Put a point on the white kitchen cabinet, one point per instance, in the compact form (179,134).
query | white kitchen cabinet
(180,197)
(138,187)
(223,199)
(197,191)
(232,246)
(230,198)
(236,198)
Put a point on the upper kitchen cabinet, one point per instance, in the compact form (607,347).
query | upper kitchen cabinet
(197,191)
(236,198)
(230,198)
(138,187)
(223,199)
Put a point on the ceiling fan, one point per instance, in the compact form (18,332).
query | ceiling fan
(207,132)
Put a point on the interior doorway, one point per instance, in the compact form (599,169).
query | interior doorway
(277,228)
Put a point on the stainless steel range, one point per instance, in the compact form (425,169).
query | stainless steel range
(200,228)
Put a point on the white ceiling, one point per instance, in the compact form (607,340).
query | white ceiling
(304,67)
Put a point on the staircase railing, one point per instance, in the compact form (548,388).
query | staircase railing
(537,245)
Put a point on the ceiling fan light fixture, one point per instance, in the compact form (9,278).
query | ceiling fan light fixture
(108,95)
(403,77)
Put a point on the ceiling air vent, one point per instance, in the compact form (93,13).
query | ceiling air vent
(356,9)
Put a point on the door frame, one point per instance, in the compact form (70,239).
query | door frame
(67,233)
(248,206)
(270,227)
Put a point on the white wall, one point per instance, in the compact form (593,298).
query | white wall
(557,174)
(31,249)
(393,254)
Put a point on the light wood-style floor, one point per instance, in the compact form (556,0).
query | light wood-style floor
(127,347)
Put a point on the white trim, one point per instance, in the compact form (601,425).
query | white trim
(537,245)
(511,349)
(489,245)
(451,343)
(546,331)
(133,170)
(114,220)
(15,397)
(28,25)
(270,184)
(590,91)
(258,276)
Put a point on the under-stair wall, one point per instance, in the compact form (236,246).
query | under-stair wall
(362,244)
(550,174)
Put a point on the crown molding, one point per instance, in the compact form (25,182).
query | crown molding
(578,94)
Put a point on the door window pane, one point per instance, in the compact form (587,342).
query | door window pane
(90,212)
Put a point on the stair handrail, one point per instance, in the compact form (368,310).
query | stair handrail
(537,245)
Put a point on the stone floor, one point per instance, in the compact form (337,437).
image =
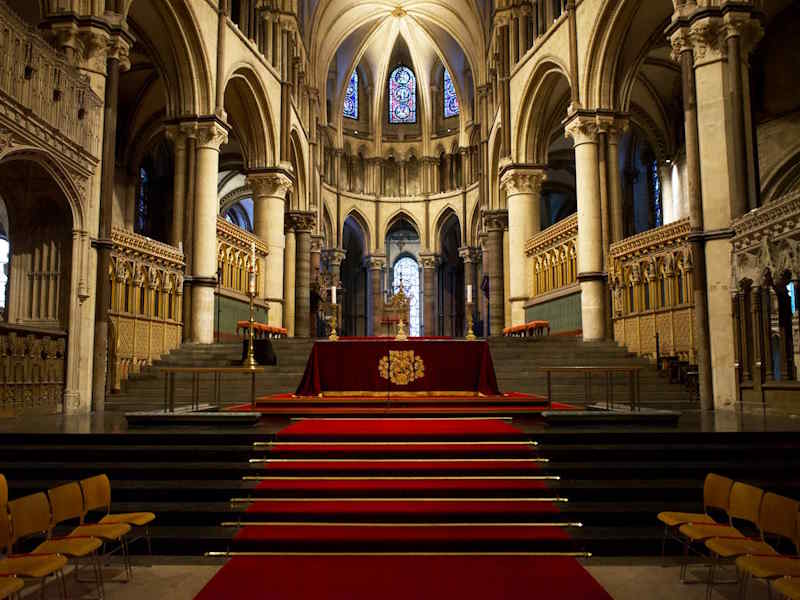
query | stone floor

Task goal: Copy the rows again, from the line holding "Put a point on the under-stair" through the end of the rows, inclusive, and shift every point coordinate in the answers by -106. Keep the requests and their sample coordinates unchanged, and leave the pictures out.

The result:
Put a point on the under-stair wall, one point per instance, in the compact form (236,246).
query | under-stair wall
(256,138)
(444,68)
Put a point on the crown molding, one point per instance, in the compact form (25,182).
query | crown molding
(472,-12)
Put a point on the door window pane, one point per instance, in the compact form (587,342).
query | door window pane
(-16,106)
Put a point on the stair handrail, one point per instance, in the compact form (368,310).
query | stair handrail
(431,139)
Put a point on the stone floor, one point per instance, in the compact form (337,437).
image =
query | stone floor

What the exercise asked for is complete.